Document section:
^^^^^^^^
Venus caught in the wind from the Sun (Forwarded)
- From: Andrew Yee <ayee@xxxxxxxxxxxxxxxxxxxxxx>
- Date: Wed, 28 Nov 2007 20:51:46 GMT
ESA News
http://www.esa.int
28 November 2007
Caught in the wind from the Sun
Venus Express has exposed the true extent to which the Sun strips away the
atmosphere of Venus. This process could be an important contribution to
the way the planet has evolved to become so different from the Earth.
The Sun has probably been stripping away the Venus' atmosphere throughout
the planet's four-thousand million-year history. Unlike Earth, Venus does
not possess an intrinsic magnetic field to protect its atmosphere from the
solar wind, a constant stream of electrically charged particles emitted by
the Sun. Instead, the solar wind interacts directly with the upper
atmosphere of Venus.
"The solar wind interaction is important because it defines the conditions
at the boundary of the atmosphere with space and it is a very active
boundary," says Stanislav Barabash at the Swedish Institute of Space
Physics, Kiruna, Sweden.
In particular, the interaction causes Venus's atmosphere to lose its gases
in the form of ionized particles. The Analyzer of Space Plasmas and
Energetic Atoms (ASPERA) on Venus Express has been studying this
interaction and has revealed, for the first time, the composition of the
escaping particles. They are predominantly hydrogen, oxygen and helium
ions.
The first two components of the escaping ions are highly important because
they are the chemical constituents of water. Water molecules are thought
to be the principal contributors of hydrogen in the upper atmosphere of
Venus. The solar ultraviolet radiation breaks water into electrically
charged 'atoms', turning it into what scientists call a plasma, and this
plasma is then accelerated into space. Thus, two hydrogen atoms should be
escaping for every one of oxygen.
The highly elliptical polar orbit of Venus Express, with its closest
approach to the planet of 250350 km and its furthest reach of 66,000 km,
is perfect for studying the escaping planetary ions. This is because it
covers the region of the solar wind interaction near the planet and the
region directly downstream of the planet, as well as for reference the
unperturbed solar wind far away from the planet.
Prior to Venus Express, scientists knew that particles were probably
escaping from Venus's atmosphere but they could only guess the composition
of those particles.
^^^^^^^^
(Some data)
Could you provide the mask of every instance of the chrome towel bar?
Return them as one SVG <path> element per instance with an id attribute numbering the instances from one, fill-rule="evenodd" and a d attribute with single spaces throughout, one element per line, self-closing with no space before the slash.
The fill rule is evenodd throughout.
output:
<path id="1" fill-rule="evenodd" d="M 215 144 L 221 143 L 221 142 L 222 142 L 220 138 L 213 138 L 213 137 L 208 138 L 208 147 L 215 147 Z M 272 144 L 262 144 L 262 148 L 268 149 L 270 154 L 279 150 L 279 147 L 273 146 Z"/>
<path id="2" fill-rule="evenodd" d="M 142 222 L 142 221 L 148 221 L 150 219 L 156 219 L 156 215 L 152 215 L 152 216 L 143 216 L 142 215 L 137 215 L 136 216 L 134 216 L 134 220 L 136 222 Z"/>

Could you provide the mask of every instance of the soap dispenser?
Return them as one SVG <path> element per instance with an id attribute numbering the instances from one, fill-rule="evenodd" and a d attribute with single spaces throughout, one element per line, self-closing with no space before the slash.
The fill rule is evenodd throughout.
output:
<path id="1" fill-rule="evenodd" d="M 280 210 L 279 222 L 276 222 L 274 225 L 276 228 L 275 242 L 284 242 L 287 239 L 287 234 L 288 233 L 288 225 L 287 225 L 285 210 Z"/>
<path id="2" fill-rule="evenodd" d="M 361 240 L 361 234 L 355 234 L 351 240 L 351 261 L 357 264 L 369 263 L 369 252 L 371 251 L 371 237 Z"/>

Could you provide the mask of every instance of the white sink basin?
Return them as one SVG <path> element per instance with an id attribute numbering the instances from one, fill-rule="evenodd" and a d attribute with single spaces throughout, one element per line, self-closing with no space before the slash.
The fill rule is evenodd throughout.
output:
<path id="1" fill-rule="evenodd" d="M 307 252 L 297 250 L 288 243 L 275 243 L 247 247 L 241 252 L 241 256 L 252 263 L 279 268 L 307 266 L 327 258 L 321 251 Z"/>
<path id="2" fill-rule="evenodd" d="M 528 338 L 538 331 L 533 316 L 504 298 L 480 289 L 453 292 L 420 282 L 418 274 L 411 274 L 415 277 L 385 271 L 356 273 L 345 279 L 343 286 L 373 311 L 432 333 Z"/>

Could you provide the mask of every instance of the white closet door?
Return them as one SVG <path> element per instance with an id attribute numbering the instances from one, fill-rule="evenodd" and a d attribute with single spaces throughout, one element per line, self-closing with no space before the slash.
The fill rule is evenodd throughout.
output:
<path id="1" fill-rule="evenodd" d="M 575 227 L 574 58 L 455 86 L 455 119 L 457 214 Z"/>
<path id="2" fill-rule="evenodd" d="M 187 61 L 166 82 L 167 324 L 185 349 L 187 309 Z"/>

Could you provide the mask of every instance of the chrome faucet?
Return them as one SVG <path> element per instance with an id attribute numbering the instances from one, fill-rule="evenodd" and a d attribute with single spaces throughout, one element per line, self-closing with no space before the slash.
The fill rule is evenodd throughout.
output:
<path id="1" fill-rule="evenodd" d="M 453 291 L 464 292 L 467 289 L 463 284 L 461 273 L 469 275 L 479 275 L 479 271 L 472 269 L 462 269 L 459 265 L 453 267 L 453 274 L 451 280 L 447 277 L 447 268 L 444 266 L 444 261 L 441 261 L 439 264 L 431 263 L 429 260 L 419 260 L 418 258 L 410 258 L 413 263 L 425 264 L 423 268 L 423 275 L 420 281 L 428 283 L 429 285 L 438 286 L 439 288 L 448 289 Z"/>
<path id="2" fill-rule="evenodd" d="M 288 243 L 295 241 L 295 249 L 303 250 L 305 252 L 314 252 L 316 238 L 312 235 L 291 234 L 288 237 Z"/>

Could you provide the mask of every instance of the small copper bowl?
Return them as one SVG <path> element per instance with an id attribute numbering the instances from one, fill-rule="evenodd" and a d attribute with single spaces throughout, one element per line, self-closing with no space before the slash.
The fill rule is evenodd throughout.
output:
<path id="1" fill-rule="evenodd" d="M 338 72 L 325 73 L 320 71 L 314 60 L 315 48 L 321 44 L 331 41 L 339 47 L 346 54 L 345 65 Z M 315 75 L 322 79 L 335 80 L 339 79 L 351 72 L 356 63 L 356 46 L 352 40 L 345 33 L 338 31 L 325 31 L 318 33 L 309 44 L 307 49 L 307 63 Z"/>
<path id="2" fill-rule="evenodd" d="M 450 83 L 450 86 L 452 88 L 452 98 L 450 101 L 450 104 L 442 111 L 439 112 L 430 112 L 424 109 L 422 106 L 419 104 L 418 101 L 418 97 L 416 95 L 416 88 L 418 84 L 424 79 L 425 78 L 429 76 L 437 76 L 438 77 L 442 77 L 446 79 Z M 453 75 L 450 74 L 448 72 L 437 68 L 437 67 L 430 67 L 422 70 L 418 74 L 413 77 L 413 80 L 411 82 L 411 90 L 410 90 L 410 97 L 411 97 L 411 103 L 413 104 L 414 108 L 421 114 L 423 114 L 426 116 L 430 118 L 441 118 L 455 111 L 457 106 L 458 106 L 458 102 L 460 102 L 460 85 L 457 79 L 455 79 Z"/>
^^^^^^^^
Requests:
[1] From the Venus Express news item, write out the passage starting at "- From: Andrew" and ending at "from the Earth.".
[2] Condense the paragraph of the Venus Express news item that begins "The Sun has probably been stripping away" into a short list that keeps its main facts.

Task results:
[1]
- From: Andrew Yee <ayee@xxxxxxxxxxxxxxxxxxxxxx>
- Date: Wed, 28 Nov 2007 20:51:46 GMT
ESA News
http://www.esa.int
28 November 2007
Caught in the wind from the Sun
Venus Express has exposed the true extent to which the Sun strips away the
atmosphere of Venus. This process could be an important contribution to
the way the planet has evolved to become so different from the Earth.

[2]
- The Sun has probably been stripping away Venus's atmosphere throughout the planet's four-thousand million-year history.
- Unlike Earth, Venus has no intrinsic magnetic field to shield its atmosphere from the solar wind.
- The solar wind is a constant stream of electrically charged particles emitted by the Sun.
- The solar wind therefore interacts directly with Venus's upper atmosphere.